__INSTRUCTIONS TO FOLLOW__:
For the word "post", state how many lines of the records include it, with no other text.

===== DATA TO PROCESS

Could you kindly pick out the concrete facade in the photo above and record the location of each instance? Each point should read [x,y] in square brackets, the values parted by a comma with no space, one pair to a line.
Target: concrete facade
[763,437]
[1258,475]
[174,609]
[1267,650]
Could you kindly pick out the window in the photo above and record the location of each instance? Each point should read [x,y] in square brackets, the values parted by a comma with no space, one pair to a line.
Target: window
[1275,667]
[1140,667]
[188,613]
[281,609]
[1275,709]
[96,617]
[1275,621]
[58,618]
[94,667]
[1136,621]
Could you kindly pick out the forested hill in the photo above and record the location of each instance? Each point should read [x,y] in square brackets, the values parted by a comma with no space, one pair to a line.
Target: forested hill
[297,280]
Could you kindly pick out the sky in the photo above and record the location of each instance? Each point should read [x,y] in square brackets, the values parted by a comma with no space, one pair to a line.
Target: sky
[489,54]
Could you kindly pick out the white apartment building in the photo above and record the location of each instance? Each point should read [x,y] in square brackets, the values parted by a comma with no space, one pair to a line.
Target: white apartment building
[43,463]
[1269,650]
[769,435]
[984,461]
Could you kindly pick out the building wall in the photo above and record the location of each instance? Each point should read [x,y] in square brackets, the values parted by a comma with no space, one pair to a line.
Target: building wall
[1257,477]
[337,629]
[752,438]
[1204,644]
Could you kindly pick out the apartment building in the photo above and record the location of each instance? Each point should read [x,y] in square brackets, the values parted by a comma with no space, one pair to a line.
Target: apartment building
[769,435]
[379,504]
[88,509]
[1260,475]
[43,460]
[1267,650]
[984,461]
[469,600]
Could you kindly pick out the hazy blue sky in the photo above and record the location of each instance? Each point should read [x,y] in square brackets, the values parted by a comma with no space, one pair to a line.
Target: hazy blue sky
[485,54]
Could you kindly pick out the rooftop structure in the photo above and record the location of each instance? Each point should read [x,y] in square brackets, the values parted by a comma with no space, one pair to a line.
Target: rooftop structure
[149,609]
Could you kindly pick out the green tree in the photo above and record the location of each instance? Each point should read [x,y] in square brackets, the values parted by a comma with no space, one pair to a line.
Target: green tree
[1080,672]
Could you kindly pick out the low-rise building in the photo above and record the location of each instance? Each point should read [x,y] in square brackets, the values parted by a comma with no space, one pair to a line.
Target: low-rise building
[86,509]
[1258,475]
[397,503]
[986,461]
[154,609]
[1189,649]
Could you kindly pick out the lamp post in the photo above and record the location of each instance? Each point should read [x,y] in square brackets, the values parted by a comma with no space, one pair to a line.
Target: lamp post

==========

__EXERCISE RESULT__:
2